— START OF Page —

DECONSTRUCTING JOHN ROWBERRY,
REFUGEE FROM LA: 1978-1979

Regarding John W. Rowberry during March 1977 and December 31, 1979, I must report that he did not work for Drummer when I was editor. When I first heard his name, he was working as the night porter at a motel in West Hollywood until, in one of his fits of mood, he suddenly chased after Embry, moving to San Francisco, where he talked Embry into hiring him to edit The Alternate. Rowberry was second choice, after my friend David Hurles first took the job of editing that magazine which Embry always really wanted instead of Drummer. The Alternate was supposed to be the rival of the political Advocate, and was supposed to make Embry as relevant as his competitor, Advocate publisher David Goodstein.

To Embry, Drummer was a bastard child sired out of Larry Townsend’s H.E.L.P. Newsletter. The wild child Drummer found success not in politics but in erotica which, Embry judged, did not lead to the gay mainstream respectability that reassured big corporate advertising agencies fearful that their product placement might land next to ads for dildos or poppers. Hurles who was a genius photographer and entrepreneur could not, on top of his own agoraphobia, handle Embry’s volatile business style. He retreated to his SOMA studio apartment at the exact moment that Rowberry roared into San Francisco seeking employment from Embry.

Bonded by their magazine work and roots in LA, Embry and Rowberry convinced each other that in tandem exile they might make The Alternate happen in San Francisco—the way Al Shapiro and I had made Drummer happen in San Francisco. Having published the first six issues of Drummer in LA, Embry had changed the business name from “Drummer Publishing” to “Alternate Publishing” in Drummer 7 (July 1976). It was not a good counterintuitive move to subordinate the brilliant brand name of Drummer to a backup magazine titled purposely to equate it to, or confuse it with, The Advocate.

— END OF Page —

**What is asked:** What was Rowberry doing for work when the author of the Rowberry piece first heard his name?

— START OF Given data —

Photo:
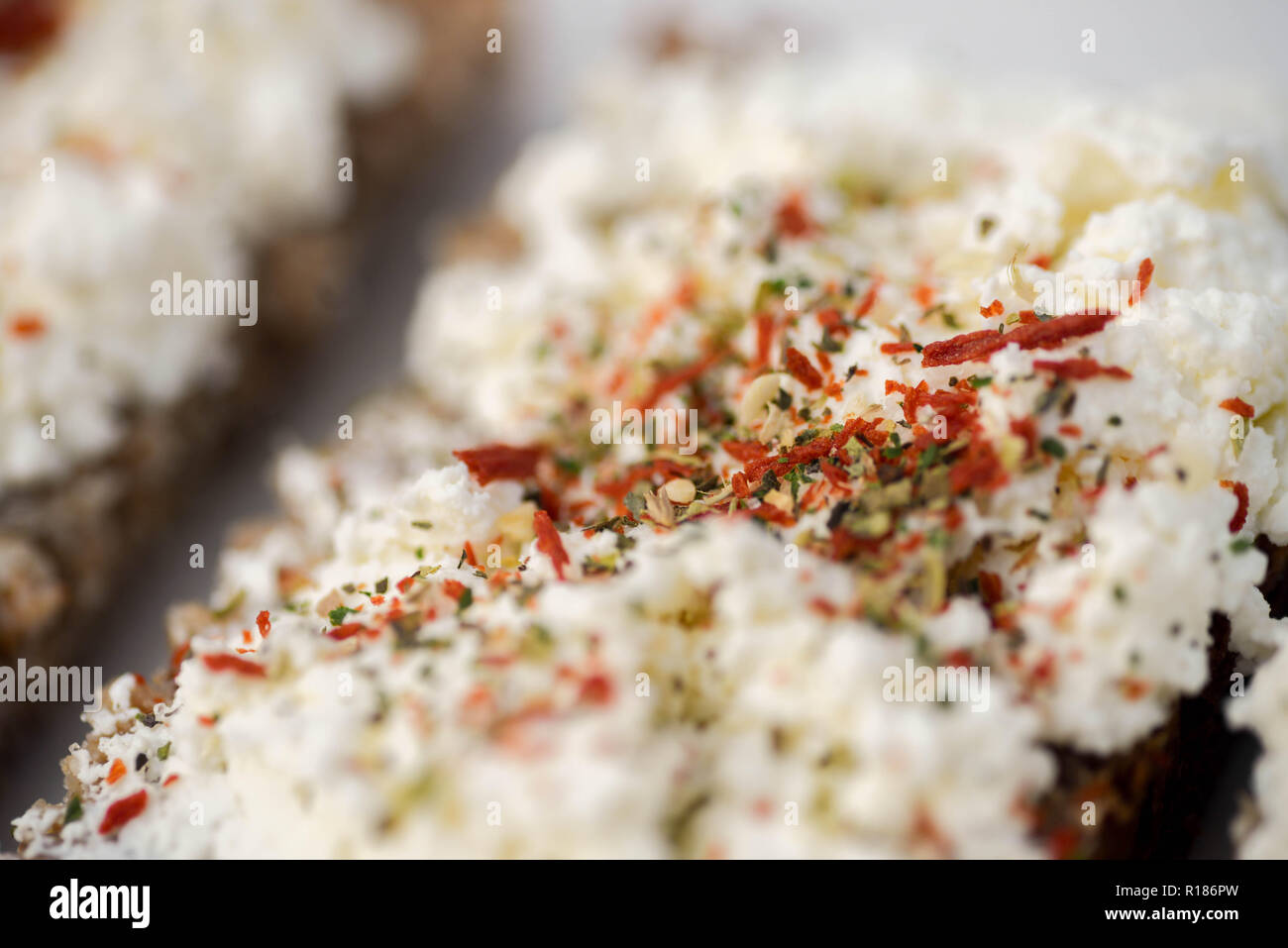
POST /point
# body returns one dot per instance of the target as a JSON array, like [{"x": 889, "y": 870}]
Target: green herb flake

— END OF Given data —

**Solution for this task:** He was working as the night porter at a motel in West Hollywood.